** START Given text **

To exemplify how the algorithm works, a VGI contribution was randomly selected from the database of the Gota D’Água system (used as study case and described in Section 5). When the algorithm is applied, a buffer with 100 m radius is created around the geographic coordinate of the contribution while verifying which of the PoIs in OSM are contained in this buffer. Table 1 shows which places (represented by yellow circles) are contained in the buffer region (represented by a blue circle) in Figure 2 around the place of the contribution. Figure 2 and Figure 3 show the buffer enveloping the businesses near the contribution in different representations. While Figure 2 is represented in OSM, Figure 3 is represented in Google Maps. Note that the choice of knowledge base containing the PoIs impacts the number of semantic annotations generated. As shown in Figure 2 and Figure 3, due to the difference in the number of registered PoIs between OSM and Google Maps, the result returned by the algorithm significantly varies according to the PoI base.

5. Study Case: Gota D’Água System

As a study case, the automated VGI semantic enrichment methods and the semantic analyses in this paper were implemented and tested in a VGI collection system called Gota D’Água (http://www.gotadaguaufv.com.br). This system was developed aiming to collect data through volunteered citizen contributions regarding water waste and shortages, a recurring issue in several regions of Brazil during the dry season.

Gota D’Água allowed users from different parts of Brazil to contribute information on different types of issues related to water shortage and/or waste. When a contribution was made, the place indicated by the user was identified from its geographic coordinates and stays highlighted on the map for visualization, as seen in Figure 4. Moreover, the user can choose the type of issue identified (e.g., leak, waste) and provide more detailed information as free text, image, or video.

5.1. Tools Employed

In order to carry out the steps shown in Figure 1, several tools and artifacts were used. The contributions come from the Gota D’Água system and pre-processing is applied to the contributions to deal with issues such as privacy (replacing the names of users with aliases) and possible noise generated by the system (e.g., duplicate contributions). The PoIs used as resources for semantic enrichment are obtained from the LinkedGeoData (LGD) repository. That repository used information collected by the OpenStreetMap project and makes it available as an RDF knowledge base according to the linked data principles. LGD interconnects those data with other knowledge bases of the Linking Open Data (LOD) initiative, such as DBpedia. To carry out the geospatial operations proposed in Algorithm 1, the PoIs were added to a PostgreSQL+PostGIS database using the Osmosis (http://wiki.openstreetmap.org/wiki/Osmosis) tool. Although there are geographic data management systems (GDMS) that support spatial queries on RDF data (Strabon and Oracle, for example), geographic operations on RDF data are still less efficient than geographic queries performed on relational DBMS. Moreover, PostgreSQL is free and open source software. Finally, the Gota D’Água system also used PostgreSQL, which further justified its choice.

** END Given text **
** START Information supplied **

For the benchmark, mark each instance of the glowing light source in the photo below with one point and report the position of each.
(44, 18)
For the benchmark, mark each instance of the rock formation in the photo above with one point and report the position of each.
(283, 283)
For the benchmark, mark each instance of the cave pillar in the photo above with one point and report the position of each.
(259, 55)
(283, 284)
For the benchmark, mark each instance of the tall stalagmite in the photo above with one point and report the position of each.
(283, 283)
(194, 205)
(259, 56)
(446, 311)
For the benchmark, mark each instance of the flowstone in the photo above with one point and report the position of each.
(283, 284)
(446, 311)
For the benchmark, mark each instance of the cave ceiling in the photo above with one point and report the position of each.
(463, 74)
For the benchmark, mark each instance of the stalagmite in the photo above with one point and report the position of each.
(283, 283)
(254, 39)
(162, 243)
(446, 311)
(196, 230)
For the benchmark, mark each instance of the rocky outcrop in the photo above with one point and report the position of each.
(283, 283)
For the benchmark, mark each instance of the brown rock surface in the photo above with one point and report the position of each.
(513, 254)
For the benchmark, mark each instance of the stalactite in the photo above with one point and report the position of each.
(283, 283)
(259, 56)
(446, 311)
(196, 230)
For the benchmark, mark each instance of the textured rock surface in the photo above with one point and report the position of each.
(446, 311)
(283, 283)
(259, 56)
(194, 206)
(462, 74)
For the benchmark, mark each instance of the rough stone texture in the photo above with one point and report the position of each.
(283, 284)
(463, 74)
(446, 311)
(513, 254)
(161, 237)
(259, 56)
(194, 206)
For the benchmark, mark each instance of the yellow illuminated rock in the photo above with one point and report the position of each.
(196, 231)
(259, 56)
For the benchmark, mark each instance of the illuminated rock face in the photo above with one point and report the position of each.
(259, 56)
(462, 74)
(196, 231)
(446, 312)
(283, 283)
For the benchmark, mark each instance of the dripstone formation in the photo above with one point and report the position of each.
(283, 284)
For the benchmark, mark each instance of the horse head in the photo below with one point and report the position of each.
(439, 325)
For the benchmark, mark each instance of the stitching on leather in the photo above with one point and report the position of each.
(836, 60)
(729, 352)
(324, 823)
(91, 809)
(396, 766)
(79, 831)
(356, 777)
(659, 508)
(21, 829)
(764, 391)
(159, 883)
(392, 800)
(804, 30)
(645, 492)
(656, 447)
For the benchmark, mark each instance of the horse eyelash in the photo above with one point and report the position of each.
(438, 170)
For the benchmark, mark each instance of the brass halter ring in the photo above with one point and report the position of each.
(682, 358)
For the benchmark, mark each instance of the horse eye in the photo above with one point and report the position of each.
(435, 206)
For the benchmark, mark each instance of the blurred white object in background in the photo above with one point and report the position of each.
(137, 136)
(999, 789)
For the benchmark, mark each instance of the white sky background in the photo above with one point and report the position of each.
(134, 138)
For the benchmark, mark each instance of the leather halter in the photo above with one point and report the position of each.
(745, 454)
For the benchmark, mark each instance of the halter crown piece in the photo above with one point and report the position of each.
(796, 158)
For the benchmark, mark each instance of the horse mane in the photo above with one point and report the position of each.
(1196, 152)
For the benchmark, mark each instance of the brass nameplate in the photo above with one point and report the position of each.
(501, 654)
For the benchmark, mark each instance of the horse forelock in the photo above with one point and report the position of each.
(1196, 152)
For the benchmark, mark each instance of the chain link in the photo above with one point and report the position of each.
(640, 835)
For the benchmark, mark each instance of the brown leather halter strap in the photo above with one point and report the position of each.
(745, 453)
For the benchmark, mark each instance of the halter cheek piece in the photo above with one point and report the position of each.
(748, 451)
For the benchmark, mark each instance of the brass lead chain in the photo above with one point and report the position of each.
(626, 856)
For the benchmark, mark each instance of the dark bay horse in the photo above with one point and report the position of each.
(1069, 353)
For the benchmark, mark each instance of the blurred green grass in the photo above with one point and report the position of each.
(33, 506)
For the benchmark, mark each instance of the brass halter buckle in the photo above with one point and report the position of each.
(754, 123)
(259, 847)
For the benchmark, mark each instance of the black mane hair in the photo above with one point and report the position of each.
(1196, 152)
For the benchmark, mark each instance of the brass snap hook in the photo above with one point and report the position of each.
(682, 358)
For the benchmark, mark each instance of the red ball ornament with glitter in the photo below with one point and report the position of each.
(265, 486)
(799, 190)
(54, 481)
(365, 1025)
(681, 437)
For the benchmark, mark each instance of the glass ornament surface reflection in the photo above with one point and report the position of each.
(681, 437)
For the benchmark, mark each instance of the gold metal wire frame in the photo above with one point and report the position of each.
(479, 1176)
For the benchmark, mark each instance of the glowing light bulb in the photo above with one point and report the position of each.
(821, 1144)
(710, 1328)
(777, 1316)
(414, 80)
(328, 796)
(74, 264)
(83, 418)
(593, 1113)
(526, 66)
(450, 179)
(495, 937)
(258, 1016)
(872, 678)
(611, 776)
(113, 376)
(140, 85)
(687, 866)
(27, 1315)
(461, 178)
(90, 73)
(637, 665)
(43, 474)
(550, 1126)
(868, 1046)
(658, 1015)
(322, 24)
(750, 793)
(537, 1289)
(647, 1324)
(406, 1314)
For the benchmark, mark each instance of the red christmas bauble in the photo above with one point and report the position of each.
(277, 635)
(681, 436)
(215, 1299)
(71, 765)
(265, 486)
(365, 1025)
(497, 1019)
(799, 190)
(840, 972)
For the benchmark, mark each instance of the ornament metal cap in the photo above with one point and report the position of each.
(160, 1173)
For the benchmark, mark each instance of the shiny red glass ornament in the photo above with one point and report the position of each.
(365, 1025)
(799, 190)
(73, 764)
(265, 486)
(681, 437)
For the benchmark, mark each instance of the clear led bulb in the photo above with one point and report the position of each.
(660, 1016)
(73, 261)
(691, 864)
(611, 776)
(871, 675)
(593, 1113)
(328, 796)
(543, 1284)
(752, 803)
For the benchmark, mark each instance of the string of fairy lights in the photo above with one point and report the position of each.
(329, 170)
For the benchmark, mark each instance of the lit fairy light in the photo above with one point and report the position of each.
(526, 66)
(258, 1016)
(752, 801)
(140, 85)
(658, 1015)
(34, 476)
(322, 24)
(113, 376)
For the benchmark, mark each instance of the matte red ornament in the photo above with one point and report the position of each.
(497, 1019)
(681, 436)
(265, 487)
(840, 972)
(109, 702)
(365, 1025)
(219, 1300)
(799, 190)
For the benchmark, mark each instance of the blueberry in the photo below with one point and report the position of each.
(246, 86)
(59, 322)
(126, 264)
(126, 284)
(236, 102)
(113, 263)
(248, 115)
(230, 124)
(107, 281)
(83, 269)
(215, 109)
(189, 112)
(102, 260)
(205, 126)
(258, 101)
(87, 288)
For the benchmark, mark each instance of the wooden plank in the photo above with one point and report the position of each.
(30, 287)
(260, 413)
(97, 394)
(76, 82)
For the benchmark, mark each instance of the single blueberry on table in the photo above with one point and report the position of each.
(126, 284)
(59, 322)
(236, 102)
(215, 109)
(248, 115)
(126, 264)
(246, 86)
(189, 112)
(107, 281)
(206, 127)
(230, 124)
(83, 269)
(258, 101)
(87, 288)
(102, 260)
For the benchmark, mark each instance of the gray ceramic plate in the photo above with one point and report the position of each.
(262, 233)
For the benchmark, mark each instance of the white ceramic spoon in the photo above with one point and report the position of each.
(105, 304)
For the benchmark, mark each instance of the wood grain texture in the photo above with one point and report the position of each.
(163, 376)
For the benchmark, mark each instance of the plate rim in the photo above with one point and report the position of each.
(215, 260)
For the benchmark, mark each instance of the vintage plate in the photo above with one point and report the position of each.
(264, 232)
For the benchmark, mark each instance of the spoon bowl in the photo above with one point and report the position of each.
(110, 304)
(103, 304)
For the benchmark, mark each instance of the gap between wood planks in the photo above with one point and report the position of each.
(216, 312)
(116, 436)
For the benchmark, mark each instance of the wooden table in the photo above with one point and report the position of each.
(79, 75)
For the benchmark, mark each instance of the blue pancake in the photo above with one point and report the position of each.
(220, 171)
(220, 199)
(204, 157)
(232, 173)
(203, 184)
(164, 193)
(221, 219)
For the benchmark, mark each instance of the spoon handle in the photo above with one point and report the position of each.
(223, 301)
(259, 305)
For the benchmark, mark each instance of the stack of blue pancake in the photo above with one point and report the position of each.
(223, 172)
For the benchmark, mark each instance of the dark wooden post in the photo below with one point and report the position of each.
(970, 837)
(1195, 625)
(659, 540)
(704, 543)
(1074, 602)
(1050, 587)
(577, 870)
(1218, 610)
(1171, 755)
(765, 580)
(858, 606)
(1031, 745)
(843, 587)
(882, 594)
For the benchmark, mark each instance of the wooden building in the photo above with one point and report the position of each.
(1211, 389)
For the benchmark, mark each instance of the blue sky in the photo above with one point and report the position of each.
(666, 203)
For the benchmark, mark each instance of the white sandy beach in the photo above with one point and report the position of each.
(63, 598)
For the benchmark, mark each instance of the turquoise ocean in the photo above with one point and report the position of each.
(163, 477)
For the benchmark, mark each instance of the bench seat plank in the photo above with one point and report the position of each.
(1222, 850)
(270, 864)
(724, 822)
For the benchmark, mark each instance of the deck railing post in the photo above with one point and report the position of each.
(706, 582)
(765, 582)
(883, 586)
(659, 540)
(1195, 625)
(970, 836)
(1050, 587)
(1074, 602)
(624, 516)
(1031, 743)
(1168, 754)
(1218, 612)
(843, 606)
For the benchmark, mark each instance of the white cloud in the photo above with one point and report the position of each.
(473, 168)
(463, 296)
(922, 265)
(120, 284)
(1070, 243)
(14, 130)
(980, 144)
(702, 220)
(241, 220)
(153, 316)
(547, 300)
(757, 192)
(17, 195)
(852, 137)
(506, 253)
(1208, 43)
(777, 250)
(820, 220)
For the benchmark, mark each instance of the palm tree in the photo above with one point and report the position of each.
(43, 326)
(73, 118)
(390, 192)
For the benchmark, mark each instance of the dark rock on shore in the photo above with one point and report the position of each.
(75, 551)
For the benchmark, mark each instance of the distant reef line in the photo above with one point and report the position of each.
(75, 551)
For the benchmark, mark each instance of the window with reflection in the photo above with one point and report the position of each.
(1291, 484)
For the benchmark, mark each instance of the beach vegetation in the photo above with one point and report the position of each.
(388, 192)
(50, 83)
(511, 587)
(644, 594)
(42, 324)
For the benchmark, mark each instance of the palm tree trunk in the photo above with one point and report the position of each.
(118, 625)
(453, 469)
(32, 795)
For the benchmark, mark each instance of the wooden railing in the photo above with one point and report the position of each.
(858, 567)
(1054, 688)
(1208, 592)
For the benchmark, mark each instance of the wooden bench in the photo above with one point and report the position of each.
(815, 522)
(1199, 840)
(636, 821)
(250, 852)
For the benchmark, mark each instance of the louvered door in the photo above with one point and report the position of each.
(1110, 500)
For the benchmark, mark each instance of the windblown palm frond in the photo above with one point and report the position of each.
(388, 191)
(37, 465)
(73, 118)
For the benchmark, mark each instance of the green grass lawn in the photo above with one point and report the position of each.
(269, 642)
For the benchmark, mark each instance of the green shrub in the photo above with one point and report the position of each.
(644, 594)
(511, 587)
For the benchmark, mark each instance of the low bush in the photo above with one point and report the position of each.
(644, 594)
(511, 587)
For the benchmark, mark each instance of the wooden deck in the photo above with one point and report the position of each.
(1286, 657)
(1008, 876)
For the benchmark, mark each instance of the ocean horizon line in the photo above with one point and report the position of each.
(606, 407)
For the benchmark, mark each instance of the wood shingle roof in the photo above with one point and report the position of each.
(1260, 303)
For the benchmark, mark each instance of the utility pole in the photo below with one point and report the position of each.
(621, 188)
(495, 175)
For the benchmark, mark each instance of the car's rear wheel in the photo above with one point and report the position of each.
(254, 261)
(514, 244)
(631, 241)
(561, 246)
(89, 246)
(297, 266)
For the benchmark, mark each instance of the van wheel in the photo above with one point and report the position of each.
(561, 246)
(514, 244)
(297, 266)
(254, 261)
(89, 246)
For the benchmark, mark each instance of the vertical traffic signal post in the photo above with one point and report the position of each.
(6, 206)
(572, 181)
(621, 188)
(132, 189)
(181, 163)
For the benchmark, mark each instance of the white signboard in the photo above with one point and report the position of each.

** END Information supplied **

* **What is being asked**
List every figure that the text about the Gota D’Água study case refers to by number, in the order each is first mentioned.

* **The completed task**
Figure 2, Figure 3, Figure 4, Figure 1